- [PASSAGE DU TEXTE]:
▬▬▬

En d’autres termes, le croyant est récompensé lorsqu’il accomplit sa salât dans un état de profonde humilité (khushu’) et d’apaisement (huzur).

Le Prophète (saws) campa au cours d’un voyage. Il demanda tout en se tournant vers ses compagnons :

« Qui veut bien nous garder cette nuit ? »

‘Amar bin Yasir des Muhajiruns(les Mecquois qui ont émigré à la Médine) et Abbad bin Bishr des Ansars(les Medinoisqui ont accueillis les immigrés Mecquois) répondirent directement :

« Nous ! Nous ferons la garde ô Messager d’Allah. Le Prophète (saws) de répondre :

« Attendez la voie de votre bouche ! ». Abbad (ra) dit alors à Ammar (ra) :

« Préfères-tu tenir la garde en début ou en fin de nuit ? ». ‘Amar répondit :

« Je préfère tenir la garde lors la dernière partie de la nuit. » Puis il s’endormit. Abbad commença à prier. Il lit la sourate al-Kahf pendant sa prière. Alors qu’il lisait, un mécréant s’approcha près du camp. Voyant l’ombre d’un homme debout, il comprit (qu’il s’agissait d’un musulman) et lança une flèche. Cette dernière atteignit Abbad. Cependant, ce Compagnon béni retira la flèche et continua la prière. L’homme lança une deuxième puis une troisième flèche qui atteignirent à chaque fois leur cible. Abbad resta inflexible et retira à chaque fois la flèche pour mieux continuer la prière. Il accomplit ses inclinaisons et ses prosternations. Puis, après avoir passé le salaam marquant la fin de la prière, il réveilla son ami :

« Lève-toi ! J’ai été blessé ! », dit-il.

▬▬▬

- [JEU DE DONNÉES]:

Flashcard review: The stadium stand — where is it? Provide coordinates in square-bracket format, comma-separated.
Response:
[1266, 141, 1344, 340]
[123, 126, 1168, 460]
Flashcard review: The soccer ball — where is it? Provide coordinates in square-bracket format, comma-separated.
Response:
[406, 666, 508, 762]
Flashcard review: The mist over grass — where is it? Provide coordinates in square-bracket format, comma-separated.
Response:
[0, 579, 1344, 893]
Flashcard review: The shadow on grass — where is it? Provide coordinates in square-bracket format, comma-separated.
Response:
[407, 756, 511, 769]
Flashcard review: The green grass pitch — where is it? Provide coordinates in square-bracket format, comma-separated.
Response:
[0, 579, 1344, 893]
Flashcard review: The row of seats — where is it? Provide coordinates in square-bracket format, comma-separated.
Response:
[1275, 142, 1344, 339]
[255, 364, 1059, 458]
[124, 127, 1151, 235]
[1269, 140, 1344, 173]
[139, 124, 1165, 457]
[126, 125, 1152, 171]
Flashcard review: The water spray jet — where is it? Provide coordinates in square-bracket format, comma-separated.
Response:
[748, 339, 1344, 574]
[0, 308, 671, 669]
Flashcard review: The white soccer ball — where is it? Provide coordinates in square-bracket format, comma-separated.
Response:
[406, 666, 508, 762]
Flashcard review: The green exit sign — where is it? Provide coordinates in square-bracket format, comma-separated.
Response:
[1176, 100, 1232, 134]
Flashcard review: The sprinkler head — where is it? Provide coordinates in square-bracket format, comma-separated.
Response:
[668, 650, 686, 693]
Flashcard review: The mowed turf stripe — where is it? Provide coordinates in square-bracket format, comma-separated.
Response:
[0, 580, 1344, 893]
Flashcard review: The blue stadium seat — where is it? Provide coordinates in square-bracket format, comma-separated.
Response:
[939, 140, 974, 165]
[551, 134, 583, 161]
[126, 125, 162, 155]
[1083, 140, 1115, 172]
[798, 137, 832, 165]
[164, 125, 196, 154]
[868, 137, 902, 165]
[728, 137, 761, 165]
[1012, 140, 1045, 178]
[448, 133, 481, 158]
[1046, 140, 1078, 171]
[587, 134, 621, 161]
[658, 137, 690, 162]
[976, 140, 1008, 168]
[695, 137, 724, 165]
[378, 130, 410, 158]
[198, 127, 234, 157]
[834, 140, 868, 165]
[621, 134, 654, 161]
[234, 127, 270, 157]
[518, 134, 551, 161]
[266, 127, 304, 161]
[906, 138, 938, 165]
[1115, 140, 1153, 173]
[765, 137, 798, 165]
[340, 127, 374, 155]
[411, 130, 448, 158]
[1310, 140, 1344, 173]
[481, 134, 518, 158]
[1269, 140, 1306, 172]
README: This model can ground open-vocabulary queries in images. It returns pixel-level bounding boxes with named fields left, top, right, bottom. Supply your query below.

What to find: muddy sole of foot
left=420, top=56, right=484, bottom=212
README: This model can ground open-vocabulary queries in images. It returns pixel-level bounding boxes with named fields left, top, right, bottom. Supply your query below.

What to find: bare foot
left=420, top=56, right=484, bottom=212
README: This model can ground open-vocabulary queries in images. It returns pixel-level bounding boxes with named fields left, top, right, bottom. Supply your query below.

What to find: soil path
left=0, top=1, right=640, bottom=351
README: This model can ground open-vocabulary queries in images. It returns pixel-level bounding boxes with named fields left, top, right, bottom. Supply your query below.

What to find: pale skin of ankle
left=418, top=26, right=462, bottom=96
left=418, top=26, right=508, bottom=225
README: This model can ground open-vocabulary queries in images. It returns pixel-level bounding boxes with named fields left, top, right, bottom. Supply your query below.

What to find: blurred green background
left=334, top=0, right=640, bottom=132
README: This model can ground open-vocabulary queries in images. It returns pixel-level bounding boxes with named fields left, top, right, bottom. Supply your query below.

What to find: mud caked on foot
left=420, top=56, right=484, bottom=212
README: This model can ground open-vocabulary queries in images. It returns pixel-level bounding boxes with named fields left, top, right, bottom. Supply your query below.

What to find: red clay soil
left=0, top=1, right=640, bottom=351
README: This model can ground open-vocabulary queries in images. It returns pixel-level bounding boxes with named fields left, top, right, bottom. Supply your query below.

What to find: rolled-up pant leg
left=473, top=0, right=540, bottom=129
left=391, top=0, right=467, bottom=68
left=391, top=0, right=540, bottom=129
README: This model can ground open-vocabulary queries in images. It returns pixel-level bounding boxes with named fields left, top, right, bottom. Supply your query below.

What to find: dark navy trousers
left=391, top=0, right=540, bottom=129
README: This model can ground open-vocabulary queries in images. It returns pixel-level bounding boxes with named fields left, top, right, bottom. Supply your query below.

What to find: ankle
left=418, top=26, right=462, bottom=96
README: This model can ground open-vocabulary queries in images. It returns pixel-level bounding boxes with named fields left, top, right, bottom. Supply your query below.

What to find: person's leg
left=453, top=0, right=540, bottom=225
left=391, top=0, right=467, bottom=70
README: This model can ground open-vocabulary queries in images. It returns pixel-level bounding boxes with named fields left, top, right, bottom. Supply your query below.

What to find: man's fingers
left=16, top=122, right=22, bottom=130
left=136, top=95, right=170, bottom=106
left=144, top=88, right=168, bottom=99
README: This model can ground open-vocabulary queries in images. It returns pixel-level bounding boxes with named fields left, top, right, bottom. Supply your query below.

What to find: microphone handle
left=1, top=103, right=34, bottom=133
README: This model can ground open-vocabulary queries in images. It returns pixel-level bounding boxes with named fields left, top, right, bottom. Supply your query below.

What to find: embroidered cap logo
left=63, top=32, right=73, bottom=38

▬▬▬

- [EXERCICE]: Recopiez intégralement le passage du texte, sans rien y changer.

- [EXERCICE CORRIGÉ]:
En d’autres termes, le croyant est récompensé lorsqu’il accomplit sa salât dans un état de profonde humilité (khushu’) et d’apaisement (huzur).

Le Prophète (saws) campa au cours d’un voyage. Il demanda tout en se tournant vers ses compagnons :

« Qui veut bien nous garder cette nuit ? »

‘Amar bin Yasir des Muhajiruns(les Mecquois qui ont émigré à la Médine) et Abbad bin Bishr des Ansars(les Medinoisqui ont accueillis les immigrés Mecquois) répondirent directement :

« Nous ! Nous ferons la garde ô Messager d’Allah. Le Prophète (saws) de répondre :

« Attendez la voie de votre bouche ! ». Abbad (ra) dit alors à Ammar (ra) :

« Préfères-tu tenir la garde en début ou en fin de nuit ? ». ‘Amar répondit :

« Je préfère tenir la garde lors la dernière partie de la nuit. » Puis il s’endormit. Abbad commença à prier. Il lit la sourate al-Kahf pendant sa prière. Alors qu’il lisait, un mécréant s’approcha près du camp. Voyant l’ombre d’un homme debout, il comprit (qu’il s’agissait d’un musulman) et lança une flèche. Cette dernière atteignit Abbad. Cependant, ce Compagnon béni retira la flèche et continua la prière. L’homme lança une deuxième puis une troisième flèche qui atteignirent à chaque fois leur cible. Abbad resta inflexible et retira à chaque fois la flèche pour mieux continuer la prière. Il accomplit ses inclinaisons et ses prosternations. Puis, après avoir passé le salaam marquant la fin de la prière, il réveilla son ami :

« Lève-toi ! J’ai été blessé ! », dit-il.